[A block of data]
....

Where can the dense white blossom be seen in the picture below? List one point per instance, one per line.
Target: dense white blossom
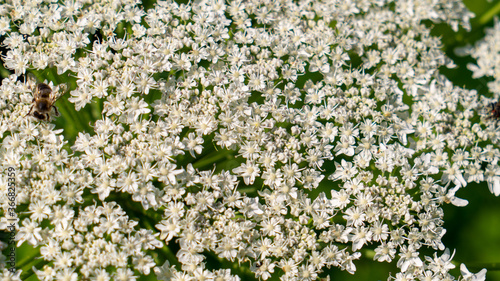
(287, 136)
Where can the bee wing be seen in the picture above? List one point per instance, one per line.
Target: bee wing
(62, 89)
(31, 82)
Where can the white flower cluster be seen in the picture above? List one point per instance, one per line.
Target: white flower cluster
(285, 135)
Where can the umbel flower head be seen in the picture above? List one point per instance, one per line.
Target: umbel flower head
(286, 136)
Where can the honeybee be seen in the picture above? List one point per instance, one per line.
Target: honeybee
(43, 102)
(494, 110)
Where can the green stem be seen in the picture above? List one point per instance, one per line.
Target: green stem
(212, 158)
(28, 259)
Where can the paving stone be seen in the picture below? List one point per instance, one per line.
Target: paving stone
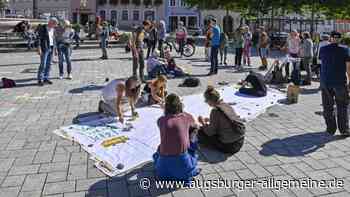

....

Put the lines of the items above into a Markdown table with the columns "Row" and "Line", running from the line with "Where can the honeybee" up to and including the last line of the items. Number each row, skip blank lines, and leave the pictures out.

| Row | Line |
|---|---|
| 1 | Where can the honeybee be seen in the picture above? List one point per instance, one per line. |
| 2 | Target: honeybee |
| 3 | (43, 102) |
| 4 | (494, 110) |
| 5 | Where can the green stem be seen in the picture above? List one point per instance, one per line. |
| 6 | Target: green stem |
| 7 | (212, 158) |
| 8 | (28, 259) |
| 9 | Where can the paving stone be seen in the picture below? List one point per instance, one per line. |
| 10 | Target: paving stone |